Print out the records that follow, exactly and completely.

__Information provided__.
== Segment start ==
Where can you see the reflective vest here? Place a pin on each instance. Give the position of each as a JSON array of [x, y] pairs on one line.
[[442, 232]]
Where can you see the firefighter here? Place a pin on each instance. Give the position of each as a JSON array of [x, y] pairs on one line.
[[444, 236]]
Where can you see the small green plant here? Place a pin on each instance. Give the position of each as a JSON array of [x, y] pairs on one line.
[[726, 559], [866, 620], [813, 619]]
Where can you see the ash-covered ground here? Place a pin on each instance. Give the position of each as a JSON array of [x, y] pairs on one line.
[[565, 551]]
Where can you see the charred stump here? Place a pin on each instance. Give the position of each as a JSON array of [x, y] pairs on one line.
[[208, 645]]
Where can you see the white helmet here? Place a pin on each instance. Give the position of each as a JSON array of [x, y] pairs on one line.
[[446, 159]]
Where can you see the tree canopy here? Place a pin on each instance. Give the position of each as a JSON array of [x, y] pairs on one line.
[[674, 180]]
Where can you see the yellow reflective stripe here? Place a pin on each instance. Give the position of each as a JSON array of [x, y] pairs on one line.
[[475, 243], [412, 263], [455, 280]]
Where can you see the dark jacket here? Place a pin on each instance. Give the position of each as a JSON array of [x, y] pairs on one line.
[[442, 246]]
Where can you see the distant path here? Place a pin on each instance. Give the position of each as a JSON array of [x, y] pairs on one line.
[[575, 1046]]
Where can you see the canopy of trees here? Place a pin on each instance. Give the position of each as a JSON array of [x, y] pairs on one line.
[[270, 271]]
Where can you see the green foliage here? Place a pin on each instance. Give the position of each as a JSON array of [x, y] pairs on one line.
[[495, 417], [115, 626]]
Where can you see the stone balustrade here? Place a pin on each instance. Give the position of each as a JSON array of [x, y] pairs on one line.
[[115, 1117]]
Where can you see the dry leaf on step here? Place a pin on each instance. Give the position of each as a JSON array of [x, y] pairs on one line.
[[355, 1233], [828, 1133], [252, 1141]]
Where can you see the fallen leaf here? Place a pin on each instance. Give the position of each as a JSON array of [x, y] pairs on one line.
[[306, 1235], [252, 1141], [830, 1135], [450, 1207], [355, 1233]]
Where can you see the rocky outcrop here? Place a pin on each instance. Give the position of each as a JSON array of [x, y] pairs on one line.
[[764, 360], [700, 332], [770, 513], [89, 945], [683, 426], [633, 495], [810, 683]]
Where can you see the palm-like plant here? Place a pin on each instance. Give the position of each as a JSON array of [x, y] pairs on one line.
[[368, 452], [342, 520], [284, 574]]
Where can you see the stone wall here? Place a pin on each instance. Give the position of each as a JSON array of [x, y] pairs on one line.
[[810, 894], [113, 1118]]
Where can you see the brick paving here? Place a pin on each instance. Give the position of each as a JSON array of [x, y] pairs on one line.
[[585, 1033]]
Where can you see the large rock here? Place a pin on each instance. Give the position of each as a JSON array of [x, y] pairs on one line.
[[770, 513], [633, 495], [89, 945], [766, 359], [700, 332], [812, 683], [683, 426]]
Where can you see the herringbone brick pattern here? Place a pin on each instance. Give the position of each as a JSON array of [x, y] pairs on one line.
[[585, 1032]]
== Segment end ==
__Answer__.
Where can you see the reflective vest here? Place a pin on each instance. Give the position of each as a JSON array of [x, y] pairs on one line.
[[442, 232]]
Where can you see the firefighter here? Place a pin on each instance. Give the position of each as a JSON array of [x, y] pairs on one line.
[[444, 236]]
Where can you see the small green plant here? Place a pin on each instance. Give the position of each as a JSON array of [x, y] pairs on one line.
[[726, 559], [866, 620], [813, 619]]
Where can you see the ash-covered ground here? Place a pin on each instance. Give the position of each as a JSON array of [x, y] pairs on one line.
[[565, 551]]
Where can you see the charred stump here? Place a pin on each instance. Give the position of each as a JSON array of [x, y] pairs on one line.
[[208, 645]]
Where can you see the white helmet here? Place a pin on each instance. Give the position of each as a JSON array of [x, y] pairs on one line.
[[446, 159]]
Where can you see the tree canopy here? Place a pin on each instance. Give the position of each as a JSON array of [x, y] pairs on one line.
[[674, 180]]
Where can you see the yellow reflective stripe here? Place a pin on each instance. Give the position of each as a JSON array of [x, y] pairs on one line.
[[475, 243], [412, 263], [455, 280]]
Where can you see the dark jacket here? Place a pin on each instance. Give the position of each as a JSON array of [x, y] pairs on one line.
[[442, 246]]
Where can you see the distant path here? Place a pin on each instance. Give the position of each as a JSON array of [x, y] pairs on one line.
[[575, 1046]]
Where can you see the canopy of trees here? Place a pin on each instance. Give the position of each as a JSON array of [x, y] pairs on one line.
[[270, 271]]
Where can you see the green foliage here? Place a pin on each instance. Give the position of each as a JSON array of [x, y] pairs on one line.
[[495, 417], [115, 626]]
Where can you see the stone balustrade here? Place a pin on each instance. Give the position of each as a JSON array of [x, y] pairs on one line.
[[115, 1117]]
Where can you see the dry leaf on step here? Place a pin on each instance. Give the position of each as a JSON array of [x, y] pairs on one line.
[[355, 1233], [828, 1133], [252, 1141]]
Where can you see the fallen leaf here? Place a pin on each instance. Give the position of each as a JSON array of [x, y] pairs on one line.
[[306, 1235], [252, 1141], [830, 1135], [450, 1207], [355, 1233]]
Where can you see the rocky outcrop here? Place a pin on each instance. Give the position of each as a JSON array of [x, y] pairs on one line.
[[764, 360], [700, 332], [770, 513], [89, 945], [683, 426], [633, 495], [810, 683]]
Where can you see the palm-like plant here? Place a pin on each instance. Give the position of each as a JSON array of [x, y] pairs on one line.
[[368, 452], [342, 520], [284, 574]]
Where can you see the stone wall here? Place a pin on each instance. Give the position of each as a JSON array of [x, y] pairs on one line.
[[810, 894], [113, 1118]]
Where can you see the brick paving here? Place a pin on each instance. Give the position of each as a JSON array of [x, y] pairs on one line.
[[585, 1033]]
Where can you see the large rock here? Place a pin on each instance. Give the position of each as a JSON array of [x, y] pairs on one line.
[[770, 513], [633, 495], [89, 945], [766, 359], [700, 332], [812, 683], [683, 426]]
Where can you see the herringbone brick pattern here? Place a pin on each instance. Give the position of each as a JSON array of [x, y] pairs on one line.
[[585, 1032]]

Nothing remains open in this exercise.